SELECTED EXCERPT:
- Born: August 24, 1935 New Haven, Connecticut, U.S.
- Died: October 23, 1994 (aged 59) Manhattan, New York City, U.S.
- Education: Cornell University (BA) London School of Economics (MS)
- Occupation: Journalist
- Known for: Reporting on 1960s political activism

= Andrew Kopkind =

American journalist (1935–1994)

Andrew Kopkind (August 24, 1935 - October 23, 1994) was an American journalist best known for his reporting during the tumult of the late 1960s; he wrote about the anti-Vietnam War protests, the civil rights movement, the Student Nonviolent Coordinating Committee (SNCC), Students for a Democratic Society (SDS), the Black Panther Party, the Weather Underground, President Lyndon B. Johnson's Great Society initiatives, and Ronald Reagan's California gubernatorial campaign.

==Early life and education==
Kopkind was born in New Haven, Connecticut. In 1957, he received a B.A. from Cornell University, where he was editor of The Cornell Daily Sun.

==Career==
From 1958 to 1959, Kopkind worked as a reporter for The Washington Post. He then studied at the London School of Economics, receiving an M.S. in 1961.

In 1961, Kopkind joined Time magazine, reporting mainly from California. From 1965 to 1967, he was associate editor of The New Republic; from 1965 to 1969 he was a correspondent for the New Statesman. In 1968, he founded Hard Times and worked briefly for Ramparts in 1970.

ACTIONS TO TAKE:
A) Answer these questions from the Andrew Kopkind biography:
(i) In what year did Kopkind receive his B.A., and from which university?
(ii) What publication did he found in 1968?
(iii) In which city did he die?
B) Continue the Andrew Kopkind biography from its final sentence.

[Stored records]

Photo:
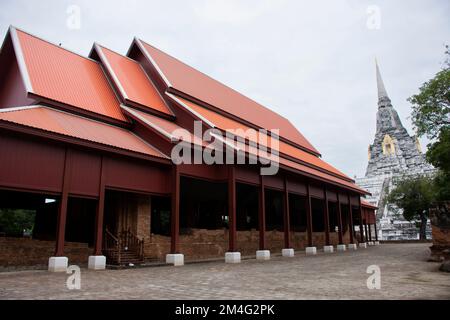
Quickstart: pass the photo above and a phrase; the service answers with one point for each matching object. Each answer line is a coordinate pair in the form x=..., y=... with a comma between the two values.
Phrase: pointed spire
x=380, y=85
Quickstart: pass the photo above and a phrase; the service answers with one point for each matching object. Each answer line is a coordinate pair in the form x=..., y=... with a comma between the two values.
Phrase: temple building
x=87, y=156
x=393, y=155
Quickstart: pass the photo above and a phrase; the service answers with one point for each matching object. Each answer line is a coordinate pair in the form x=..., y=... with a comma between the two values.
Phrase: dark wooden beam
x=262, y=215
x=286, y=220
x=309, y=216
x=326, y=216
x=350, y=222
x=62, y=211
x=232, y=208
x=175, y=218
x=100, y=211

ACTIVITY ANSWERS:
A)
(i) 1957, from Cornell University
(ii) Hard Times
(iii) Manhattan, New York City

B)
In 1968, he signed the "Writers and Editors War Tax Protest" pledge, vowing to refuse to pay taxes in protest of the Vietnam War.

From the 1970s onward, he contributed regularly to The Village Voice, The New York Review of Books, The Nation, and Grand Street.

In the early 1970s he and his longtime companion John Scagliotti hosted the Lavender Hour. the first commercial gay/lesbian radio show.

===Author===
Kopkind wrote two books: America: The Mixed Curse (1969) and The Thirty Years' Wars: Dispatches and Diversions of a Radical Journalist, 1965-1994, an anthology of his writing published posthumously in 1995, with an introduction by Alexander Cockburn. Kopkind died of cancer in 1994, at age 59. Upon his death, The Independent called him "the most important radical journalist of his generation". In a remembrance, the writer Calvin Trillin called him "the most entertaining person of his generation".